Stored dataset items
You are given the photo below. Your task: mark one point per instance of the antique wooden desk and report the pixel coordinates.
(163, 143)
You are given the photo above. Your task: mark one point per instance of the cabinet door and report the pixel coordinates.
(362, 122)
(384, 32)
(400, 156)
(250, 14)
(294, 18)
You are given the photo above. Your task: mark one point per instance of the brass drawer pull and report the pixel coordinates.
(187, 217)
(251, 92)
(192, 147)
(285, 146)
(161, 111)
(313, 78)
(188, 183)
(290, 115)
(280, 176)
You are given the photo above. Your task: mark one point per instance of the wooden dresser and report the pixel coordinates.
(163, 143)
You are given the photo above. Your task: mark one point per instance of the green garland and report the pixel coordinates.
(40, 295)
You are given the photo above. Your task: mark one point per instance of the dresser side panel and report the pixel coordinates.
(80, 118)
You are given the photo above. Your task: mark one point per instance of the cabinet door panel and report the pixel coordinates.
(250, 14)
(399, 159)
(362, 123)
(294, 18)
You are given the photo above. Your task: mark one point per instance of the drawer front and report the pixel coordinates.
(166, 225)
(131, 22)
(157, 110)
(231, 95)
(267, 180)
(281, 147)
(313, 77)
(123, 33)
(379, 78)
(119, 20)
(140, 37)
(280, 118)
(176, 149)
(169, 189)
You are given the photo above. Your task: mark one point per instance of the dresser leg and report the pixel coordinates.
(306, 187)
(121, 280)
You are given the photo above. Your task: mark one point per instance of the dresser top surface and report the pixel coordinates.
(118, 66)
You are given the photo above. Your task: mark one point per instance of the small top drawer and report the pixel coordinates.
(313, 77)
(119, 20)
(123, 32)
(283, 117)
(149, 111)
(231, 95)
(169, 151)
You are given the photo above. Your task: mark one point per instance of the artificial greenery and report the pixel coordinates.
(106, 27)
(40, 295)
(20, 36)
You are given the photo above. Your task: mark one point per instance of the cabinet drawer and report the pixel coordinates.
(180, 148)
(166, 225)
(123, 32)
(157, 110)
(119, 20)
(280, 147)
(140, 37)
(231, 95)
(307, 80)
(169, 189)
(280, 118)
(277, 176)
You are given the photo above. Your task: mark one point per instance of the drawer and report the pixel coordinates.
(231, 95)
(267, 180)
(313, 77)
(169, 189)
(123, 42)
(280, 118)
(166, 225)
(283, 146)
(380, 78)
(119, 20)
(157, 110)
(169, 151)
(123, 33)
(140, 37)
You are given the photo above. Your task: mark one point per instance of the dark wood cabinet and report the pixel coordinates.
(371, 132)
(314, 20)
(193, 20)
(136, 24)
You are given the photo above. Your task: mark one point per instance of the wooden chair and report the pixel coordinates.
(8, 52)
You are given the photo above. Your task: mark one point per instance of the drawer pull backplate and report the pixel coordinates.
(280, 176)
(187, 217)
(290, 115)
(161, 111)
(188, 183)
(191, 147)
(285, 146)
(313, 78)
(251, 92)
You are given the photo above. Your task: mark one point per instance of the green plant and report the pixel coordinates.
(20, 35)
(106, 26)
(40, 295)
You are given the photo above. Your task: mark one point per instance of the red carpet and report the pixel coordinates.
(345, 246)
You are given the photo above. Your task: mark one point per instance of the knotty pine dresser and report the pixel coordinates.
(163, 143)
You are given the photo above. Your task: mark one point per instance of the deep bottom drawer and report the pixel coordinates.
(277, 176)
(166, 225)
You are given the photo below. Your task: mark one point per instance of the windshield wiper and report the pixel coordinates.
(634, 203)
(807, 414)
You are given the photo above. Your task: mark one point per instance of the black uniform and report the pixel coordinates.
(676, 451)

## Set exercise
Take the lines from the one containing "uniform and report the pixel coordinates." through the end of the data, and write them out again with "black" swapped for "navy".

## Task response
You are given the photo above. Your task: mark one point per instance of the navy uniform and report the pixel coordinates.
(676, 451)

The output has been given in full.